### [WHAT THIS TASK INVOLVES]
Exclude the pictures and reproduce the remaining data exactly as written.

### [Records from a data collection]
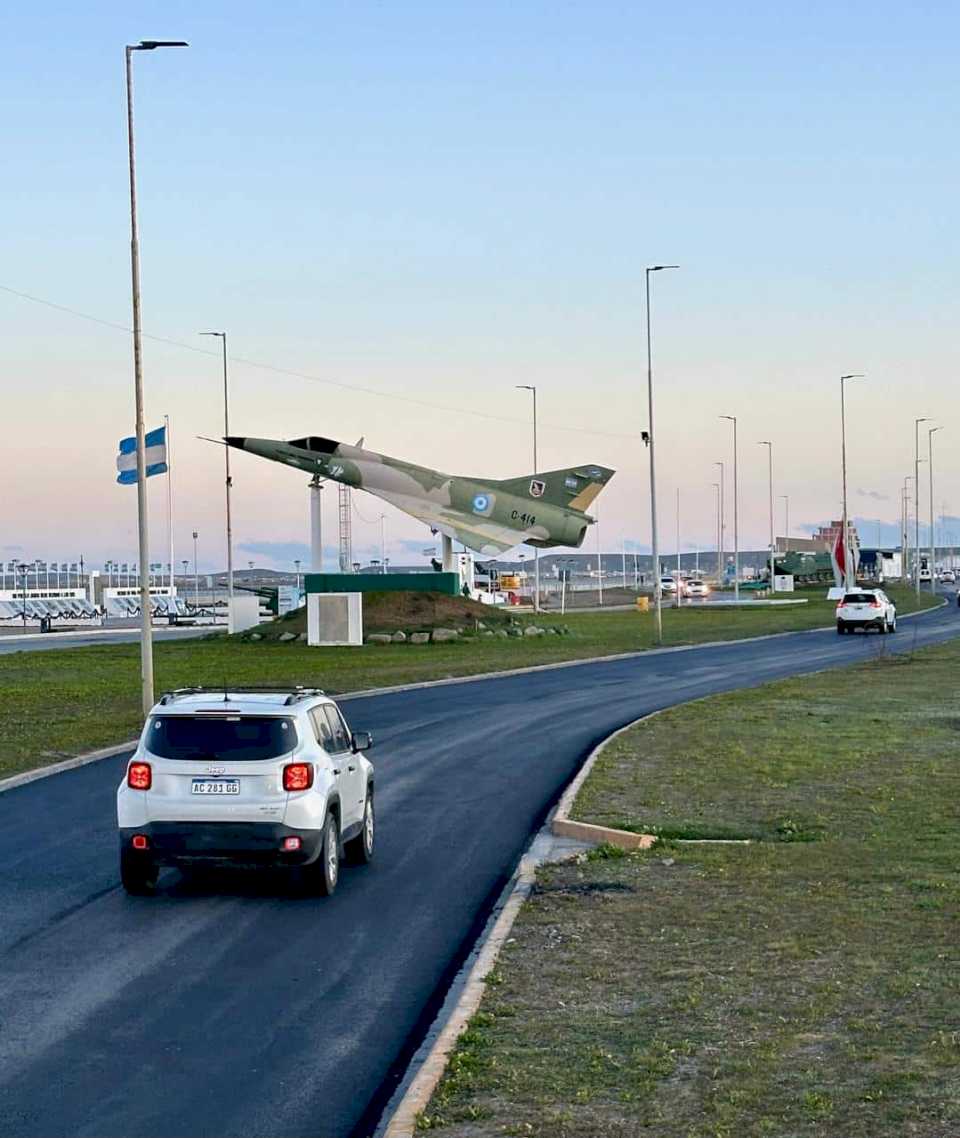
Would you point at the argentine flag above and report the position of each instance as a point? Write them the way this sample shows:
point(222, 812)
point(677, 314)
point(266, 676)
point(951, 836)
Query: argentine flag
point(155, 456)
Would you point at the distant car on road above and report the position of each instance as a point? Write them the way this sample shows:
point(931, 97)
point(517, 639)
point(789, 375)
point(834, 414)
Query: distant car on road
point(866, 608)
point(246, 777)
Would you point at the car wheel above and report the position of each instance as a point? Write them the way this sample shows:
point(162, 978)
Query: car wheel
point(325, 872)
point(138, 873)
point(360, 849)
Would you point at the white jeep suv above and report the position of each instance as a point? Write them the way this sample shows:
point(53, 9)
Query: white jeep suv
point(866, 608)
point(246, 777)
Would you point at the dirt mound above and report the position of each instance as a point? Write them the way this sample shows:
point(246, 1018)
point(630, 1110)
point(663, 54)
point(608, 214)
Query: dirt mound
point(387, 612)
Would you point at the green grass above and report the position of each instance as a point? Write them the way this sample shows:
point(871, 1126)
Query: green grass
point(58, 703)
point(804, 984)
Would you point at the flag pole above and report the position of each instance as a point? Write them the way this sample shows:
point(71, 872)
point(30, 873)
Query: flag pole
point(170, 501)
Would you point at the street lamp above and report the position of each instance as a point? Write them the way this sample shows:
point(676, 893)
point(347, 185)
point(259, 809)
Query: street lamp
point(847, 576)
point(658, 593)
point(196, 575)
point(769, 446)
point(146, 628)
point(917, 492)
point(532, 390)
point(736, 517)
point(722, 528)
point(229, 483)
point(23, 569)
point(930, 434)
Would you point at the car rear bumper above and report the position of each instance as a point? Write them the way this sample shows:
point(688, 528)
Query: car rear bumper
point(256, 843)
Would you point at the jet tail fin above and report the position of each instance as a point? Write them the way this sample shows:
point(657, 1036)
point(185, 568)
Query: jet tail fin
point(574, 488)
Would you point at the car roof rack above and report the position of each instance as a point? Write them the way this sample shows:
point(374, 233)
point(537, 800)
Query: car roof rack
point(294, 694)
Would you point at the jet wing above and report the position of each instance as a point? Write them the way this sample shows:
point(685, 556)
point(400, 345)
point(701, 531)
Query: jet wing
point(477, 534)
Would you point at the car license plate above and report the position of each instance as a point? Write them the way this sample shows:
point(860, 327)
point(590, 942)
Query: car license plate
point(215, 786)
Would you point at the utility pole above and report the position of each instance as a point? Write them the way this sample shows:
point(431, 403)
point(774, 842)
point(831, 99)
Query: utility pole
point(527, 387)
point(736, 517)
point(658, 592)
point(930, 434)
point(228, 483)
point(146, 626)
point(722, 527)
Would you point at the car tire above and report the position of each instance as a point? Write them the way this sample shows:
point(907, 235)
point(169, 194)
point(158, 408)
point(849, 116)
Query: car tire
point(138, 873)
point(324, 873)
point(360, 849)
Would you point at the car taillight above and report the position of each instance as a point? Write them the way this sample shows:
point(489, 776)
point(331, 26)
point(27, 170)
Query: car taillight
point(139, 776)
point(298, 776)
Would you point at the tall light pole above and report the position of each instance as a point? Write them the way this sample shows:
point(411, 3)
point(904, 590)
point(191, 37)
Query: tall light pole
point(847, 576)
point(917, 494)
point(196, 575)
point(229, 483)
point(769, 446)
point(930, 434)
point(532, 390)
point(736, 517)
point(722, 528)
point(146, 627)
point(658, 593)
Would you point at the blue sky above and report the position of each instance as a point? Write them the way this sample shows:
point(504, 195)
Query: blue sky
point(438, 201)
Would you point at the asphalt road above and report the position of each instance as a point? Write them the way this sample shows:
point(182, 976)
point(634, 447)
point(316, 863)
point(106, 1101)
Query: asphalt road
point(90, 637)
point(234, 1007)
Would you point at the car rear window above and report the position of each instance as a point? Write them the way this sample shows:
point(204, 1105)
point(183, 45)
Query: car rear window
point(237, 737)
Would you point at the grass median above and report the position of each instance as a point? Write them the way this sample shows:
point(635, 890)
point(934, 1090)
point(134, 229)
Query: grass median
point(802, 984)
point(58, 703)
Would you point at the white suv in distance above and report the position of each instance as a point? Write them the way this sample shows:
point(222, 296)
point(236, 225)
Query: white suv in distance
point(246, 777)
point(866, 608)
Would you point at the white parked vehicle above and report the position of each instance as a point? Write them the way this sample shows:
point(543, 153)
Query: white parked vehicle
point(866, 608)
point(246, 777)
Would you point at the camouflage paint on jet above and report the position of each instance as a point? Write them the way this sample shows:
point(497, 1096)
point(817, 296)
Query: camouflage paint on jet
point(486, 516)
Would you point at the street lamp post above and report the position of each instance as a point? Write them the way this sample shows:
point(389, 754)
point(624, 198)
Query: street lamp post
point(722, 529)
point(228, 481)
point(146, 628)
point(847, 576)
point(532, 390)
point(930, 434)
point(917, 494)
point(736, 517)
point(658, 592)
point(769, 446)
point(196, 575)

### [OUTPUT FOR THIS EXERCISE]
Would you point at the argentine flag above and report the position of each instance as a point? Write them the way this sample shows:
point(222, 812)
point(677, 314)
point(266, 676)
point(951, 836)
Query: argentine flag
point(155, 456)
Would you point at the distant car on road above and report the position of each instance as a point? Write them the way this sample shows:
point(931, 97)
point(517, 639)
point(789, 375)
point(834, 414)
Query: distant car on road
point(866, 608)
point(246, 777)
Would you point at the car wheel above and report the position of each instance as a point? Write them the way this sample shows:
point(162, 978)
Query: car wheel
point(325, 872)
point(138, 873)
point(360, 849)
Would you point at the white jeep suv above and report the position of each instance as a point? Write them the way this sample shows:
point(53, 9)
Query: white jeep suv
point(866, 608)
point(246, 777)
Would you point at the dirt mound above and report the position of each instance as a point? Write them the way this sample shows:
point(246, 1018)
point(630, 1110)
point(663, 54)
point(608, 214)
Query: dirt mound
point(387, 612)
Would you point at the green grass above and report the position of each instance as a point? Write them the way this sample shows:
point(871, 1126)
Query: green grass
point(58, 703)
point(804, 984)
Would you point at the flag pole above and report the position of each instance as a point? Write them the way this sample shows:
point(71, 872)
point(30, 873)
Query: flag pole
point(170, 501)
Would you point at the street lamp above and report the position of each instance as a point? Write them the way this sample shows:
point(676, 893)
point(347, 185)
point(259, 809)
Query: street lamp
point(847, 576)
point(658, 593)
point(196, 575)
point(769, 446)
point(146, 628)
point(917, 492)
point(532, 390)
point(736, 517)
point(722, 528)
point(229, 483)
point(23, 569)
point(930, 434)
Would you point at the car rear bumper above and report the position of each instance as a point? Write them the way this sample shows:
point(688, 528)
Query: car rear bumper
point(256, 843)
Would you point at the jet tail fin above and report the position of each instance as a point? Write them the way this sample shows:
point(657, 1036)
point(185, 568)
Query: jet tail fin
point(574, 488)
Would you point at the car roof rack above and report the position of each instance as a point? Write them the way this sample shows:
point(374, 233)
point(537, 800)
Query: car roof rack
point(294, 694)
Would you point at the jet wing above and report the position of each instance as a point? Write them the way this sample shows:
point(685, 556)
point(400, 345)
point(701, 531)
Query: jet wing
point(477, 534)
Would you point at the car license plate above and report the position of each instance as a point? Write them the way this sample shows:
point(860, 327)
point(590, 942)
Query: car license plate
point(215, 786)
Would you point at the utility pole above and report the position of each instance as a point? Write them the way this sample shows:
point(431, 403)
point(774, 842)
point(831, 99)
Query: utility pole
point(527, 387)
point(736, 517)
point(658, 592)
point(930, 434)
point(228, 483)
point(146, 626)
point(722, 527)
Would you point at the car tire above and report the position of each instance as a point? Write them the way this sample shows:
point(907, 235)
point(169, 194)
point(158, 408)
point(849, 116)
Query: car tire
point(138, 873)
point(324, 873)
point(360, 849)
Would you point at the car taillight above and report the position of each instance as a point? Write them the way this sample shows:
point(489, 776)
point(331, 26)
point(27, 170)
Query: car taillight
point(139, 776)
point(298, 776)
Would you point at the tall light pole above and report the position of each instance as a point? Write them the way this sample shows:
point(411, 3)
point(904, 590)
point(191, 37)
Query: tall light pole
point(847, 576)
point(917, 494)
point(196, 575)
point(229, 483)
point(769, 446)
point(930, 434)
point(532, 390)
point(736, 517)
point(722, 528)
point(146, 627)
point(658, 593)
Would you point at the blue sky above and report the position of each instance as a point? Write them the way this sample shows:
point(504, 195)
Query: blue sky
point(438, 201)
Would you point at the asphalt road above and report the position of each instance as a point? Write them the way this sample shows:
point(182, 976)
point(634, 447)
point(316, 863)
point(106, 1101)
Query: asphalt road
point(90, 637)
point(234, 1007)
Would you point at the car rear window above and report the position of each instance as a point? Write them the way this sample shows:
point(204, 1105)
point(183, 45)
Query: car rear window
point(237, 737)
Would you point at the grass median above and report the position of each instance as a point? Write them the way this sample shows:
point(635, 890)
point(934, 1090)
point(134, 229)
Query: grass median
point(802, 984)
point(58, 703)
Would you point at the white suv in distance above and report the position of each instance as a point? Write them the way this sample shows:
point(222, 296)
point(236, 225)
Query: white suv in distance
point(246, 777)
point(866, 608)
Would you point at the white parked vehicle above and report the position of each instance as a point? Write them the way this sample shows:
point(543, 153)
Query: white parked vehicle
point(866, 608)
point(246, 777)
Would you point at the camouflage paint on jet above and report the position of each instance as a point? Write them the way this sample shows:
point(497, 1096)
point(817, 296)
Query: camouflage paint on jet
point(486, 516)
Would you point at the street lamp post above and report the position of each instance as a point? Write them the way this sample shows:
point(389, 754)
point(624, 198)
Query: street lamp post
point(722, 529)
point(228, 481)
point(146, 628)
point(847, 576)
point(532, 390)
point(930, 434)
point(917, 494)
point(736, 517)
point(658, 592)
point(769, 446)
point(196, 575)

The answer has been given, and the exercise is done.